Task goal: Of the entries below, restate word for word only the section that runs from the line with "Query: gravel" to the line with "Query: ice ceiling", counting both ends.

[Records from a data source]
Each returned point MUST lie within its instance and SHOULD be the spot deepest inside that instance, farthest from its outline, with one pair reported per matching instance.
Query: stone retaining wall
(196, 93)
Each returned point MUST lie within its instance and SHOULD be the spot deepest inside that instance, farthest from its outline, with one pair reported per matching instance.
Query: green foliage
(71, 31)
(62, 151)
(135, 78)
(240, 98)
==
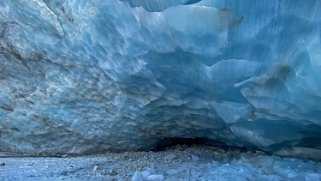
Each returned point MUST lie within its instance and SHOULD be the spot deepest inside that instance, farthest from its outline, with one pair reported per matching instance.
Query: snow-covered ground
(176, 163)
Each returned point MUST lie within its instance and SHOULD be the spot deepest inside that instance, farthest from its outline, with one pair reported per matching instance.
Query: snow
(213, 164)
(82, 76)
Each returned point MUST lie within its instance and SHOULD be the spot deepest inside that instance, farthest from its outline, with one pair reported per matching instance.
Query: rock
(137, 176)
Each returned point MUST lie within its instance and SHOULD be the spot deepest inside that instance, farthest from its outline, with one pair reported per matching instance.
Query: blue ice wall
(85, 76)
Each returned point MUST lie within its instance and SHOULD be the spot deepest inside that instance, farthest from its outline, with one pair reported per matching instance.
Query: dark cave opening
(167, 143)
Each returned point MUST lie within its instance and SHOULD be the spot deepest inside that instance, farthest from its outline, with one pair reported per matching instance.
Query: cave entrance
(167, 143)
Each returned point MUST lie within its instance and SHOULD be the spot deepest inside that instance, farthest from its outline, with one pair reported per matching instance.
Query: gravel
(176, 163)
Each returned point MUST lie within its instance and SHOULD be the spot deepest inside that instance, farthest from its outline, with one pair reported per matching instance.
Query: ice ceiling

Result:
Query: gravel
(176, 163)
Each returned point MUST lie within its instance and SHOULD be the spot deepest inside that instance, farthest from its outline, with one pair reported per matching instance.
Query: ice ceiling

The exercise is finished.